Action item – This exercise asks for every record to be output again exactly.

╭─ Record extracts

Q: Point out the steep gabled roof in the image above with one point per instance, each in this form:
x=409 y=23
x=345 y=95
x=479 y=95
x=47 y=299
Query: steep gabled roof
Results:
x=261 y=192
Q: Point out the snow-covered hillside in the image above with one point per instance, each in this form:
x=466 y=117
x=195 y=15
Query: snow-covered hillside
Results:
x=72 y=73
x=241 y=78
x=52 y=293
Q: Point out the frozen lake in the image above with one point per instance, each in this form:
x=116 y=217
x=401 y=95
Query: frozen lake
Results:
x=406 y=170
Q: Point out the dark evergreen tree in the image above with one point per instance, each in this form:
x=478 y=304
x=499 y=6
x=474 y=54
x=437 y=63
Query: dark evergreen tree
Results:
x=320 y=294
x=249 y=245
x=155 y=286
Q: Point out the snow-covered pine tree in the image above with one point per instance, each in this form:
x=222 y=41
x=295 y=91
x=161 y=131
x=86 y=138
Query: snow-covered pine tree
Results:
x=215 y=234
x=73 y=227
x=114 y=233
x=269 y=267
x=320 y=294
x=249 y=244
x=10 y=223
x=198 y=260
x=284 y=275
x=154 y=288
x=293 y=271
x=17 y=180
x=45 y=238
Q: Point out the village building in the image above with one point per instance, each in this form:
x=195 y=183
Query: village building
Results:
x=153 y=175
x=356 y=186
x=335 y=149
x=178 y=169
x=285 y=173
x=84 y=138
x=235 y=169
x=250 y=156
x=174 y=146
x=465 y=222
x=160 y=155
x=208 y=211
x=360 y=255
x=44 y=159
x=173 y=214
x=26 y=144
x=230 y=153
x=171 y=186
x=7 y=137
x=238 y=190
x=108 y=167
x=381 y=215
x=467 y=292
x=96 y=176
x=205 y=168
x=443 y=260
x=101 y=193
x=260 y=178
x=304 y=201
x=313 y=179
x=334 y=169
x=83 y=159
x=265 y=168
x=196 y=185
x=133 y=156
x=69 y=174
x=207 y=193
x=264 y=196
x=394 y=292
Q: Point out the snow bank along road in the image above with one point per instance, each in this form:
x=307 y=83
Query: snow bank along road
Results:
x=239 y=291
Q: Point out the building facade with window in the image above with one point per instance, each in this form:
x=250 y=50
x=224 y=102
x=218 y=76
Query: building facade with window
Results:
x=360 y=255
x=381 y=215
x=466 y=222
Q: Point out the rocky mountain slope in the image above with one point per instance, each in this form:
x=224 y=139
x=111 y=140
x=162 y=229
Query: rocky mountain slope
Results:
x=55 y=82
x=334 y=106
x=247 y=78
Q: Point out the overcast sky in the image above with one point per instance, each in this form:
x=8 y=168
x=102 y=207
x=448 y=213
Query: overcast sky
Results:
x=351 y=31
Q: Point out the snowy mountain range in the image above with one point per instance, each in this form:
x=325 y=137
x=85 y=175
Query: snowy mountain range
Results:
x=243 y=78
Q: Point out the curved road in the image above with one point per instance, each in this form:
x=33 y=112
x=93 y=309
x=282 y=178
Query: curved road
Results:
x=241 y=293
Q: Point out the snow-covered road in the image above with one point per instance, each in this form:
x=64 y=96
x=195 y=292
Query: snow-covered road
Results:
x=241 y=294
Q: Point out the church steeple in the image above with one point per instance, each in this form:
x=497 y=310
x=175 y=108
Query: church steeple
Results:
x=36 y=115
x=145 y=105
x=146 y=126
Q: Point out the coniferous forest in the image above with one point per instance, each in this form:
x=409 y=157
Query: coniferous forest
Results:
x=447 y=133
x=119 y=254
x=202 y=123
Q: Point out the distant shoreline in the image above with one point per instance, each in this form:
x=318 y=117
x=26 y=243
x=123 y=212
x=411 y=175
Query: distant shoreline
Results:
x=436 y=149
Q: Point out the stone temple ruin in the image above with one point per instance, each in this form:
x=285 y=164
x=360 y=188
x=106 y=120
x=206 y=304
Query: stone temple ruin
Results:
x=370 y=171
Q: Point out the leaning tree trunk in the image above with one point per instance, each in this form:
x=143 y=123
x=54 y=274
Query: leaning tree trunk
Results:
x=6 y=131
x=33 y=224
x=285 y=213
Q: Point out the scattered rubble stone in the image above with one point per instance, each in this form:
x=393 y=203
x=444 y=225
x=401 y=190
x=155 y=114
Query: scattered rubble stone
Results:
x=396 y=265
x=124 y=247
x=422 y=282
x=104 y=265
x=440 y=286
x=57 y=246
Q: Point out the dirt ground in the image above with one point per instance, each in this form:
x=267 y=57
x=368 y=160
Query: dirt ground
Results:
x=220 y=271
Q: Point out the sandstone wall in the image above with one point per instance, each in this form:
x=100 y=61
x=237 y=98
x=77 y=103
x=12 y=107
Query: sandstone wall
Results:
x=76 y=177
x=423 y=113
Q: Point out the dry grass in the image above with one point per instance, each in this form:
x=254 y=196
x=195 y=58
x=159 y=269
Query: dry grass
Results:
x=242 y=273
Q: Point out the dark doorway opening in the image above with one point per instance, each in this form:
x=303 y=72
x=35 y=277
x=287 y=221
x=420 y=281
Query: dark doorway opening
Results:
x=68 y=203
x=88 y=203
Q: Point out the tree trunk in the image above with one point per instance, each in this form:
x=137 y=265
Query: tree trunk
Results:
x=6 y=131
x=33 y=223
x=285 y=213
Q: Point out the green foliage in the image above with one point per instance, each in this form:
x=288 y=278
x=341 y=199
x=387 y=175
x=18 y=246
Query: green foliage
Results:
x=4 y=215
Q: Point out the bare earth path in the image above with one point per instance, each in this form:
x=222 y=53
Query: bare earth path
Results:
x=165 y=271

╰─

Solved exercise –
Q: Point out the steep gabled roof in the image above with one point per instance, each in this form:
x=409 y=23
x=345 y=95
x=479 y=95
x=47 y=299
Query: steep gabled roof
Results:
x=261 y=192
Q: Point out the snow-covered hillside in the image above with one point per instance, each in this form:
x=466 y=117
x=195 y=15
Query: snow-covered hillside
Results:
x=72 y=73
x=241 y=78
x=52 y=293
Q: Point out the frozen lake in the image above with one point per instance, each in this form:
x=116 y=217
x=401 y=95
Query: frozen lake
Results:
x=406 y=170
Q: Point out the dark evergreen tree in the image above with one point per instance, each in this form:
x=478 y=304
x=499 y=6
x=474 y=54
x=437 y=63
Query: dark evergreen tree
Results:
x=320 y=294
x=249 y=245
x=155 y=286
Q: Point out the snow-covered pine tree in the image above with one point per instance, each in this form:
x=222 y=41
x=295 y=91
x=161 y=131
x=86 y=138
Query: snow-covered pine tree
Results:
x=215 y=234
x=73 y=227
x=114 y=233
x=269 y=267
x=320 y=294
x=249 y=244
x=10 y=223
x=198 y=260
x=284 y=275
x=154 y=288
x=293 y=271
x=17 y=180
x=45 y=238
Q: Point out the village building in the image above with one point per instance, each in this form:
x=195 y=183
Query: village building
Results:
x=153 y=175
x=356 y=186
x=335 y=149
x=178 y=169
x=285 y=173
x=84 y=138
x=235 y=169
x=250 y=156
x=174 y=146
x=465 y=222
x=160 y=155
x=208 y=211
x=360 y=255
x=44 y=159
x=173 y=214
x=26 y=144
x=230 y=153
x=171 y=186
x=7 y=137
x=238 y=190
x=108 y=167
x=381 y=215
x=467 y=292
x=96 y=176
x=205 y=168
x=443 y=260
x=101 y=193
x=260 y=178
x=304 y=201
x=313 y=179
x=334 y=169
x=83 y=159
x=265 y=168
x=196 y=185
x=133 y=156
x=69 y=174
x=207 y=193
x=264 y=196
x=394 y=292
Q: Point out the snow bank along road in the image above with one point per instance, each in this form:
x=307 y=83
Query: snow bank along road
Results:
x=239 y=291
Q: Point out the building facade with window in the image above with one point per instance, each in this form:
x=250 y=50
x=224 y=102
x=218 y=76
Query: building facade with window
Results:
x=360 y=255
x=381 y=215
x=466 y=222
Q: Point out the rocky mountain slope in the image above with one point per instance, each in this form:
x=224 y=139
x=111 y=140
x=162 y=229
Query: rocky mountain slope
Results:
x=55 y=82
x=334 y=106
x=247 y=78
Q: Point out the overcast sky in the image above with one point per instance, each in this form:
x=8 y=168
x=102 y=207
x=448 y=213
Query: overcast sky
Results:
x=351 y=31
Q: Point out the snowy mountain range in the image above with one point per instance, each in this form:
x=325 y=137
x=85 y=175
Query: snowy mountain range
Results:
x=243 y=78
Q: Point out the curved road in the image above with one point per instance, each in this form:
x=33 y=112
x=93 y=309
x=282 y=178
Query: curved road
Results:
x=241 y=293
Q: Point out the snow-covered road in the image above with one point per instance, each in this form:
x=64 y=96
x=195 y=292
Query: snow-covered road
Results:
x=241 y=294
Q: Point out the church steeple in the image above with one point per instance, each in this form:
x=497 y=310
x=175 y=108
Query: church steeple
Results:
x=36 y=115
x=145 y=105
x=146 y=126
Q: Point out the coniferous forest in the image above with one point per instance, each in this form:
x=409 y=157
Query: coniferous forest
Results:
x=447 y=133
x=119 y=254
x=202 y=123
Q: Point out the distant shoreline in the image above with one point per instance, each in this form:
x=318 y=117
x=26 y=243
x=123 y=212
x=411 y=175
Query: distant shoreline
Results:
x=436 y=149
Q: Point out the stone temple ruin in the image above with one point per instance, each in this form:
x=285 y=164
x=360 y=188
x=106 y=120
x=206 y=304
Query: stone temple ruin
Results:
x=370 y=171
Q: Point out the leaning tree trunk in the image above with one point per instance, each in this form:
x=143 y=123
x=54 y=274
Query: leaning tree trunk
Results:
x=6 y=131
x=33 y=224
x=285 y=213
Q: Point out the scattered rubble stone in the image above with one point per instance, each in this form:
x=393 y=203
x=444 y=225
x=401 y=190
x=155 y=114
Query: scattered rubble stone
Results:
x=396 y=265
x=124 y=247
x=422 y=282
x=104 y=265
x=440 y=286
x=57 y=246
Q: Point out the dirt ground in the image above with one point per instance, each in this form:
x=267 y=57
x=368 y=160
Query: dirt ground
Results:
x=220 y=271
Q: Point out the sandstone wall in the image above with one point per instance, each in this form:
x=100 y=61
x=237 y=98
x=77 y=103
x=12 y=107
Query: sandstone wall
Results:
x=76 y=177
x=423 y=113
Q: Point out the dry grass in the image above with one point per instance, each in this form:
x=254 y=196
x=195 y=58
x=159 y=269
Query: dry grass
Results:
x=242 y=273
Q: Point out the dark doorway opening in the image above with one point per instance, each in this form:
x=303 y=72
x=35 y=277
x=287 y=221
x=420 y=281
Query: dark doorway opening
Results:
x=68 y=203
x=88 y=203
Q: Point out the tree trunk in the image above with one point per instance, each in this form:
x=137 y=265
Query: tree trunk
Results:
x=6 y=131
x=33 y=223
x=285 y=213
Q: Point out the green foliage in the image above with one point per instance, each in this form:
x=288 y=278
x=341 y=199
x=387 y=175
x=18 y=246
Query: green foliage
Results:
x=4 y=215
Q: Point out the bare earth path in the image above with one point per instance, each in this form:
x=222 y=53
Query: bare earth path
Results:
x=165 y=271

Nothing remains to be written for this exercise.